>>>

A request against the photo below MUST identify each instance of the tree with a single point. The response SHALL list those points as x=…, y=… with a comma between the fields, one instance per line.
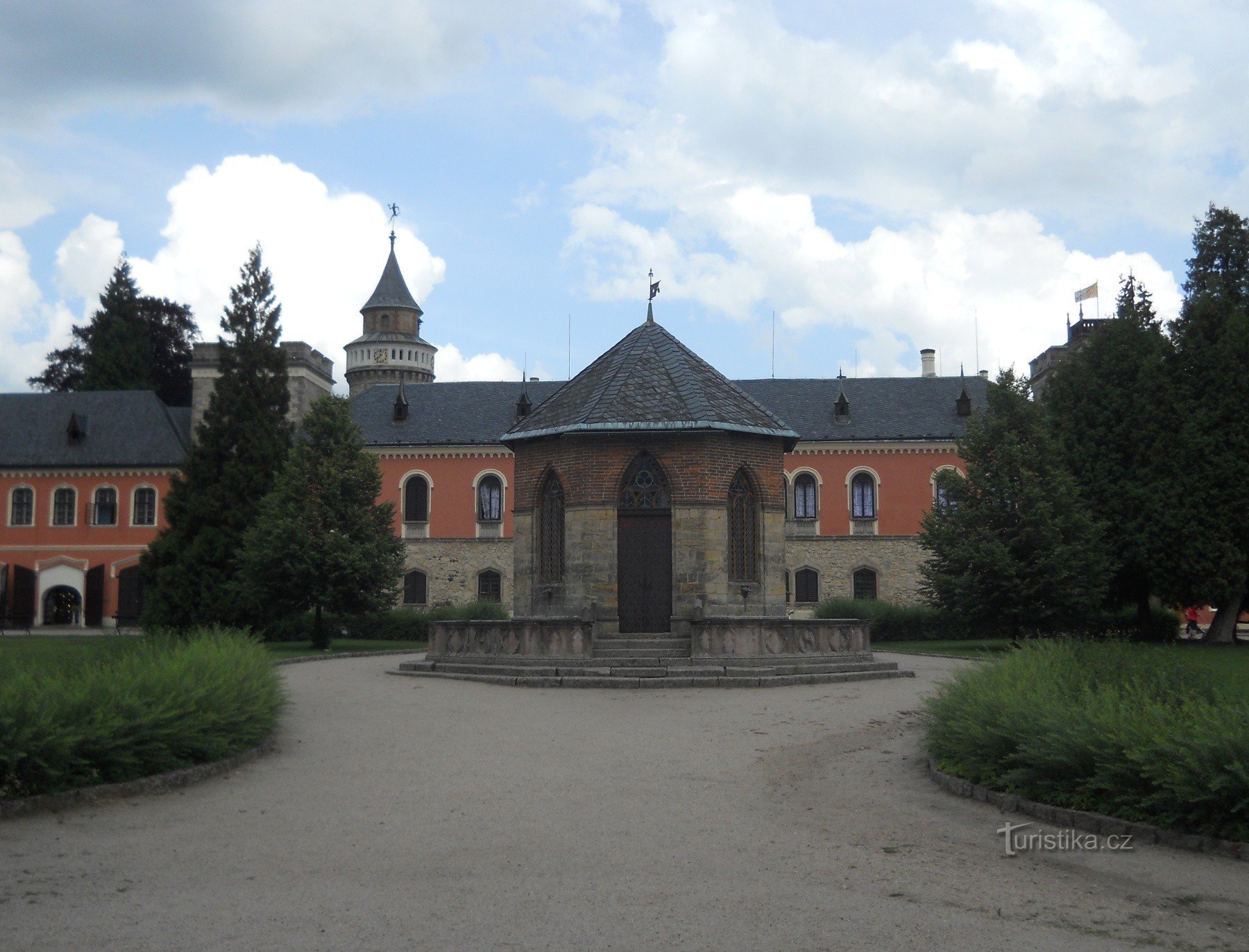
x=1209, y=377
x=321, y=540
x=1013, y=545
x=131, y=343
x=190, y=570
x=1105, y=411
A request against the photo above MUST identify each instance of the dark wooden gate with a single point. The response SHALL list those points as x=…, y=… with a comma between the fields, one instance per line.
x=643, y=549
x=130, y=595
x=93, y=609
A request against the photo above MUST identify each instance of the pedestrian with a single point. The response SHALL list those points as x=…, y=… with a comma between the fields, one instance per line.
x=1191, y=613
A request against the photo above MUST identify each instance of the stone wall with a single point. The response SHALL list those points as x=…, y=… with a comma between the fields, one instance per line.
x=451, y=566
x=894, y=559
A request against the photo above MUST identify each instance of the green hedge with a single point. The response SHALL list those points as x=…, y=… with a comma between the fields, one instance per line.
x=924, y=622
x=145, y=707
x=1132, y=731
x=396, y=625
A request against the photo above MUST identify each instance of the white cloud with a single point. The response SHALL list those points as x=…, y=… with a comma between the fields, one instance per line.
x=903, y=289
x=451, y=364
x=262, y=58
x=87, y=257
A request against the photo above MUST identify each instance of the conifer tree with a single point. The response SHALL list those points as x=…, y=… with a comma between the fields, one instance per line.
x=1209, y=379
x=1013, y=545
x=1105, y=407
x=190, y=570
x=131, y=343
x=321, y=540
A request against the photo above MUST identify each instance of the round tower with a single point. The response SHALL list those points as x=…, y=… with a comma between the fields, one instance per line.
x=391, y=349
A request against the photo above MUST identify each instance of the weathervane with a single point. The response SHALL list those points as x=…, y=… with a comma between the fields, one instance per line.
x=393, y=210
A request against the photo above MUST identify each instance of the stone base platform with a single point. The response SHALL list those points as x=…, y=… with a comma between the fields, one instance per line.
x=654, y=671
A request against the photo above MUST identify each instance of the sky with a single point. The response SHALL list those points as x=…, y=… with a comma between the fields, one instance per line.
x=819, y=187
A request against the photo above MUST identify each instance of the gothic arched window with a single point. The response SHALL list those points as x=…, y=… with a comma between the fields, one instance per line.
x=416, y=500
x=743, y=530
x=863, y=496
x=805, y=498
x=490, y=499
x=551, y=530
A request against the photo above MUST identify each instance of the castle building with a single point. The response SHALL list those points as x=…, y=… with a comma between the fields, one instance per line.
x=680, y=491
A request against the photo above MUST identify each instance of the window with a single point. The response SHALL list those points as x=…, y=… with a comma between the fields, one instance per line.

<<<

=== Directions for this task ===
The records above should be written out in full and unchanged, except that pictures are dropped.

=== Task answer ===
A request against the photo below MUST identify each instance of the tree with a single point. The response SHALL list those points as x=…, y=… with a comma between the fields, one instance per line.
x=1209, y=377
x=321, y=540
x=1013, y=545
x=131, y=343
x=190, y=570
x=1105, y=411
A request against the photo above MUST identify each instance of the dark wooden gate with a single point. The response SHALL list those points as x=…, y=… with a comma between the fields, one instance per line.
x=643, y=549
x=130, y=595
x=93, y=609
A request against the photo above MUST identify each instance of the pedestrian with a single point. The response SHALL list those points as x=…, y=… with a comma between the fields, one instance per line.
x=1191, y=613
A request against the photo above MUST identify each instance of the stone wall with a single point. The response SHALL list those points as x=…, y=… with a comma between the fields, one instance per line.
x=451, y=566
x=894, y=559
A request against the photo above MUST identify each instance of the green hedge with a single point. The response SHALL list those points as x=…, y=… with a comma between the fields, one instance per line.
x=924, y=622
x=145, y=707
x=1132, y=731
x=396, y=625
A request against the photo above MUST identify each instance of the white cloud with a single point. The response SHALL list those points as x=…, y=… with a comma between the fields, one instance per line.
x=903, y=289
x=451, y=364
x=262, y=58
x=87, y=257
A request against the photo above MUST identify each instance of the conifer tree with a single point. The response SHALL list those points as x=…, y=… with a comma between the fields, one instance per line.
x=1209, y=379
x=1013, y=545
x=1105, y=407
x=190, y=570
x=131, y=343
x=321, y=540
A request against the photo above MUST identify each instance of the round tower with a single point. The response SHALL list those points as x=…, y=… with a comma between the fields, one instance per line.
x=391, y=349
A request against the photo above MUST identify each instance of the weathervane with a single point. The response SHALL list those points as x=…, y=… with a comma between the fields, one instance per line.
x=393, y=210
A request against the photo above MUST identify each instance of the stone base platform with a single point. The response SHALL list those points as x=…, y=… with a comma between the fields, one instance per line.
x=654, y=671
A request against the photo above MUST identify each instance of the sky with a single point. The response SHALL list those points as x=…, y=… with a comma between the fields, one instance per line.
x=819, y=187
A request against the photo above MUST identify each instance of the gothic arched window with a single point. The response SHALL list those points as x=…, y=… with a comma between the fields, one instance per line.
x=416, y=500
x=743, y=530
x=863, y=496
x=805, y=498
x=490, y=499
x=551, y=530
A request against the photo above MUST identify each instance of the castle building with a single point. The response SHALL list those points as x=…, y=… with a comma between the fields, one instance per line.
x=680, y=491
A request against the photo above MUST identify each instance of the window with a single point. The response SHALL list those points as x=…, y=… with a comma between the fields, one instance per line.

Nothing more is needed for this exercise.